## Problems to solve
1. Could you rewrite the Binance reserves passage from "The feature will" up to and including "check the results.", swapping "trading venue" for "crypto platform"?
2. How might the Binance reserves passage go on? Extend it from the point where it stops.

The world’s largest cryptocurrency exchange – Binance – introduced its Proof of Reserves (PoR) system to display to users the exact amount of its crypto reserves.

The feature will initially show only bitcoin’s holdings, while other coins will follow in the future.

  • Binance has taken some additional measures to reaffirm its customers’ trust during the turbulent times following the FTX crash.
  • In a recent announcement, the company disclosed the launch of a Proof of Reserves (PoR) system showing that its on-chain reserve is composed of 582,485.9302 BTC. Customer Net Balance (Equity – Debt) equals 575,742.4228 BTC.
  • The trading venue vowed to release the PoR for other cryptocurrencies in two weeks. Binance will also hire third-party auditors to check the results.

Point labeling examples
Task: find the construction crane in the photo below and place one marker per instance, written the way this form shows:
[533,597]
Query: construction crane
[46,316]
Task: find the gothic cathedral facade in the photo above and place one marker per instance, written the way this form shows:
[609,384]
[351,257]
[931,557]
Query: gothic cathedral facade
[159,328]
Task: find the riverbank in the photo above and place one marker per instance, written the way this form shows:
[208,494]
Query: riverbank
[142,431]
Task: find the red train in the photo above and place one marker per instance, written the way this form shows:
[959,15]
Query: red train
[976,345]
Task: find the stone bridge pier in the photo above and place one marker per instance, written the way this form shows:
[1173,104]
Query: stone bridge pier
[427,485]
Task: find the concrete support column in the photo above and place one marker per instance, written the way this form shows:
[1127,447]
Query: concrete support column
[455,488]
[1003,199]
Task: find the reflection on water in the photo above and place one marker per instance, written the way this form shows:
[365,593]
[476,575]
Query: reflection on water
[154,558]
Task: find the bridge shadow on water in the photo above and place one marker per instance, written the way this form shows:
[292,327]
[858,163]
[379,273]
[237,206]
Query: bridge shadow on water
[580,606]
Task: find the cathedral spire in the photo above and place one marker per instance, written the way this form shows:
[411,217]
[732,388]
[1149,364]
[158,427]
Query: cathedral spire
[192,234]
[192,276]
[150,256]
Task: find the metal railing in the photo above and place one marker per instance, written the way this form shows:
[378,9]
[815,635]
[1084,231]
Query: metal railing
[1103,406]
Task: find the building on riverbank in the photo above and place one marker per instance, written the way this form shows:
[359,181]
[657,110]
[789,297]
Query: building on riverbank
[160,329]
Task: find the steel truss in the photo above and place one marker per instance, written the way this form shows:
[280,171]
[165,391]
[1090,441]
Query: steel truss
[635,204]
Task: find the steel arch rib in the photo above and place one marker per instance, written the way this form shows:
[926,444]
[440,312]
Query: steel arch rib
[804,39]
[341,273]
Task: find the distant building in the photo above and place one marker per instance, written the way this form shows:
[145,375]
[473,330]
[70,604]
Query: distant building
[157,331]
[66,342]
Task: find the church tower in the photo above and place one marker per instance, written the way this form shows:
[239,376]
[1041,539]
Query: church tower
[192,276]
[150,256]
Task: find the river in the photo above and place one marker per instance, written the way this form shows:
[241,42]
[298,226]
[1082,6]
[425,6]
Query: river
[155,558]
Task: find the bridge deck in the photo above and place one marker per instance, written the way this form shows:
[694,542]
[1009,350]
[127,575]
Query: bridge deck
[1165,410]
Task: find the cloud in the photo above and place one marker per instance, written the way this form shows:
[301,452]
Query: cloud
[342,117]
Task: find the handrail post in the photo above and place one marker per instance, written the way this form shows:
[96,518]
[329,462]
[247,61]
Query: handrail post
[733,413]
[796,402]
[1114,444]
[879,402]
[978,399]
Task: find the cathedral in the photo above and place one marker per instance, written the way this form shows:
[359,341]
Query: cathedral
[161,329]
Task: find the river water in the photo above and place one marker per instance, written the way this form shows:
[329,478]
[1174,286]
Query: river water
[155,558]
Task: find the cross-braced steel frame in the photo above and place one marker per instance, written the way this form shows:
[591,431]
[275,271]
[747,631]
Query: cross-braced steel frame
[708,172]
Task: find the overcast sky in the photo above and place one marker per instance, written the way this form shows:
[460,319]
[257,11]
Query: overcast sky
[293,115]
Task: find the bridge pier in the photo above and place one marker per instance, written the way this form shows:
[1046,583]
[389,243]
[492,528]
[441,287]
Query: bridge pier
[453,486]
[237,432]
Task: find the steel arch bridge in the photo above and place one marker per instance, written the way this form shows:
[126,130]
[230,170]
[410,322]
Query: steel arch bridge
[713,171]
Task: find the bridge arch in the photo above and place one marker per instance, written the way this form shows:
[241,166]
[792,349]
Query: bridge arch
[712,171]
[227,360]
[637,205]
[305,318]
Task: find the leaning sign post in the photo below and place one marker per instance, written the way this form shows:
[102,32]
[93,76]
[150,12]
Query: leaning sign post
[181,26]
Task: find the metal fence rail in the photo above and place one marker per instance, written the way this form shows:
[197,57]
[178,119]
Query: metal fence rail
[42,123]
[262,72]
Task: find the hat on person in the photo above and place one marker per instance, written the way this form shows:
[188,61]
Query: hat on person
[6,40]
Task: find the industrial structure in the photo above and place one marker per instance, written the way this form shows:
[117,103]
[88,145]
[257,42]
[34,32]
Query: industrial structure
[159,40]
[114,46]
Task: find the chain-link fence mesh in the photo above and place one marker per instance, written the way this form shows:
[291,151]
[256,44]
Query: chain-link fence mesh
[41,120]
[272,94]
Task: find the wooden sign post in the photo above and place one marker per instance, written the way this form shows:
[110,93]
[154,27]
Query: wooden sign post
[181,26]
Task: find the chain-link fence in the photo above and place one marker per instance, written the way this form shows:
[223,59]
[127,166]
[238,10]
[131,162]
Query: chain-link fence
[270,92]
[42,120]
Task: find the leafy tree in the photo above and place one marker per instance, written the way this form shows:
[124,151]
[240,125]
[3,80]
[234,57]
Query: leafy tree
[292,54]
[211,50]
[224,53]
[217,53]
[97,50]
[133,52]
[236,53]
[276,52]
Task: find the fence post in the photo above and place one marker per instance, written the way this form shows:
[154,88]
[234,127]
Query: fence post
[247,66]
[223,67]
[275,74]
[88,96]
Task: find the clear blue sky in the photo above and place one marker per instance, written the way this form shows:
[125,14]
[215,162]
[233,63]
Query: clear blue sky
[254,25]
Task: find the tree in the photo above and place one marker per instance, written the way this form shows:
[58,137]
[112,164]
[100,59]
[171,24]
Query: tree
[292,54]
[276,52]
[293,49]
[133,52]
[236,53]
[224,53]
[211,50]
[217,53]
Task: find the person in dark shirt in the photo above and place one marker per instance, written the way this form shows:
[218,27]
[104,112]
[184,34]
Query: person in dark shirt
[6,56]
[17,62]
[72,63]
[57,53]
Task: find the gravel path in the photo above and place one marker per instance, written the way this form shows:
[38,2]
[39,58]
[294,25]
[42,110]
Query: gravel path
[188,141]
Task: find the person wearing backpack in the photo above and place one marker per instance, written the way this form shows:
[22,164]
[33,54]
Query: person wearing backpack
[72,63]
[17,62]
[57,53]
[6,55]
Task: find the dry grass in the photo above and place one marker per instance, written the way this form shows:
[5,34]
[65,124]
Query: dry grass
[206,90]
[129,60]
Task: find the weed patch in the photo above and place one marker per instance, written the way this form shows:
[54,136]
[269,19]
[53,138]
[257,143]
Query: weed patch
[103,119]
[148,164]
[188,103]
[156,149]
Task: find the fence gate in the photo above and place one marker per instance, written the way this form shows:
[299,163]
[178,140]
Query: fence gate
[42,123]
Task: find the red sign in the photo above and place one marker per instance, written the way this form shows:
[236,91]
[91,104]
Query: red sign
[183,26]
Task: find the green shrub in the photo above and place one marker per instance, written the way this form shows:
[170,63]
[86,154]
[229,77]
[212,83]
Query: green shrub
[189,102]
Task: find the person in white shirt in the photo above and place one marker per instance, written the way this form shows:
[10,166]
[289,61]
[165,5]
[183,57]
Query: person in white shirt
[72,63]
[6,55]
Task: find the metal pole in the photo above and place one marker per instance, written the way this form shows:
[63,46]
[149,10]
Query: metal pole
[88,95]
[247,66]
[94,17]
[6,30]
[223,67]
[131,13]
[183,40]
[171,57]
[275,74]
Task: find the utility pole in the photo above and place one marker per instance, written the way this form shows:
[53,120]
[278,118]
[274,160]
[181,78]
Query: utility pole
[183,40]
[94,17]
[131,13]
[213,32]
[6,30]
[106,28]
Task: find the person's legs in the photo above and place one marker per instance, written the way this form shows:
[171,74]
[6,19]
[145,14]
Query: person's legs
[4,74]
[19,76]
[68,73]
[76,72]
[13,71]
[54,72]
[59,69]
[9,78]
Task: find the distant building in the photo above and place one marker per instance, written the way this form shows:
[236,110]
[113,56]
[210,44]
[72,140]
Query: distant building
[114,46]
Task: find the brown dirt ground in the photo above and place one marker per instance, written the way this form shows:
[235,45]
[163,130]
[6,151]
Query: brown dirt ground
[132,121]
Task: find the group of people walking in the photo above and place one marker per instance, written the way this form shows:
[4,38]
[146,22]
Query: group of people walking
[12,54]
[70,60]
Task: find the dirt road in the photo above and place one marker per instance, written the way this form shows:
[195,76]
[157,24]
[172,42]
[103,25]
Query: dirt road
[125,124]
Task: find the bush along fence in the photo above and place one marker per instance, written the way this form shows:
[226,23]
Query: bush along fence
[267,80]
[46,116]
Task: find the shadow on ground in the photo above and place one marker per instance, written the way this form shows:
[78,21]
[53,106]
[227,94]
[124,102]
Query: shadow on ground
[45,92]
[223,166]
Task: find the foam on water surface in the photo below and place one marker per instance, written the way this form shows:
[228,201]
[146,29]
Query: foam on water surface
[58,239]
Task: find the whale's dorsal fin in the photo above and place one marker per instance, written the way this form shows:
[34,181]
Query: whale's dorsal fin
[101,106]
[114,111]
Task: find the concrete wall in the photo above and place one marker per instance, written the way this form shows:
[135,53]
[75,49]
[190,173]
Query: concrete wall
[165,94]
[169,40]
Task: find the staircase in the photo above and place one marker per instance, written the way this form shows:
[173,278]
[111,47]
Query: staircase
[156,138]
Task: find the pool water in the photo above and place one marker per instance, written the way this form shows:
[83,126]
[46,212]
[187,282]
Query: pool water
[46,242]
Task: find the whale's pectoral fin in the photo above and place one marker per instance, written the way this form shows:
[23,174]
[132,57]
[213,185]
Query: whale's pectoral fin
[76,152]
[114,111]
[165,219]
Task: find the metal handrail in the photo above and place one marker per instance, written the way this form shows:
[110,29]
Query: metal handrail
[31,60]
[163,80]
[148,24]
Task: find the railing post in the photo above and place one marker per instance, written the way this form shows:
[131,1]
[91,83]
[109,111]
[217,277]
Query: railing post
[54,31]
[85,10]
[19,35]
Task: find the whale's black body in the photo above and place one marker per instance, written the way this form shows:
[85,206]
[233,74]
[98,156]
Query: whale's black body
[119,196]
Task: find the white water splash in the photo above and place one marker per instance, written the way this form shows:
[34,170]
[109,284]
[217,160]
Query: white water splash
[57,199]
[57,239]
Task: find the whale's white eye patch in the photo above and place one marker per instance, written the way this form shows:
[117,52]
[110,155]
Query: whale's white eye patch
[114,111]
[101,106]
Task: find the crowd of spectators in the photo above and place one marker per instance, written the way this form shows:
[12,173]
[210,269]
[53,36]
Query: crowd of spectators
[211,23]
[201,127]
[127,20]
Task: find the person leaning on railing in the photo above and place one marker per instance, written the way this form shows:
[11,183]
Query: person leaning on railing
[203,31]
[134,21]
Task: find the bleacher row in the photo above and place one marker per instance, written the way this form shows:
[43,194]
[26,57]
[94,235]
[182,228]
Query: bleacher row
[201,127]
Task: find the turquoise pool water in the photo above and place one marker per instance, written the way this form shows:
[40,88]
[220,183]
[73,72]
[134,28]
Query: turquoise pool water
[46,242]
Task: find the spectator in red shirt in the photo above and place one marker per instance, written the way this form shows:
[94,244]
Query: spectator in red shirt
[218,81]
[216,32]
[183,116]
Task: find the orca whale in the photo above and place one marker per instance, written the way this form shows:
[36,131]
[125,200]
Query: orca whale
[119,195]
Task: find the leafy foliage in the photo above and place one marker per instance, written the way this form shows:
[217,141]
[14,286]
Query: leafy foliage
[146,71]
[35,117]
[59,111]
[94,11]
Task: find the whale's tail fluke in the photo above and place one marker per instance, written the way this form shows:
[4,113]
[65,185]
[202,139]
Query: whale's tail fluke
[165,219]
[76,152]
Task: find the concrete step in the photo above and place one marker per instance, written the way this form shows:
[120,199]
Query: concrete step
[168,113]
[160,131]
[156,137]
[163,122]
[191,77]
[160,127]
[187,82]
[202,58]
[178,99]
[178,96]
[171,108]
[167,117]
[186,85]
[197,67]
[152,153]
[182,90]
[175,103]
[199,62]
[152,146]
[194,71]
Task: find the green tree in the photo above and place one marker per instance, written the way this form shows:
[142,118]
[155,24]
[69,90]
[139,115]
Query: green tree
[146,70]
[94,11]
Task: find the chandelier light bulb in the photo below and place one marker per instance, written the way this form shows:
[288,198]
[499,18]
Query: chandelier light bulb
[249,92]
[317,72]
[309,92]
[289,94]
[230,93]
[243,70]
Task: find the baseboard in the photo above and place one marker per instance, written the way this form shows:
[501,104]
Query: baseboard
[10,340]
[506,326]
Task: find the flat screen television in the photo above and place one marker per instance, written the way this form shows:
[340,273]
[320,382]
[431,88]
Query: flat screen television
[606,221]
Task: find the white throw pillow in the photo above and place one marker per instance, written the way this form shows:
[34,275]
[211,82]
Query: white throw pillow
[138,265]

## In response
1.
The feature will initially show only bitcoin’s holdings, while other coins will follow in the future.

  • Binance has taken some additional measures to reaffirm its customers’ trust during the turbulent times following the FTX crash.
  • In a recent announcement, the company disclosed the launch of a Proof of Reserves (PoR) system showing that its on-chain reserve is composed of 582,485.9302 BTC. Customer Net Balance (Equity – Debt) equals 575,742.4228 BTC.
  • The crypto platform vowed to release the PoR for other cryptocurrencies in two weeks. Binance will also hire third-party auditors to check the results.

2.
  • CEO Changpeng Zhao said the crypto community currently demands more from exchanges, and the firm is “pleased” to provide such clarity:

“As Binance’s user community is exponentially larger than the next largest exchange, this is a massive undertaking and will take a few weeks to develop the data for the majority of our assets in custody. We are working to get the next update out as quickly as possible to meet the community’s expectations,” he added.

  • The platform topped up its SAFU insurance fund to $1 billion following the FTX meltdown. Those assets could be distributed to clients in case of future emergencies.
  • Binance has also introduced an industry recovery fund that could help other projects that experience liquidity issues.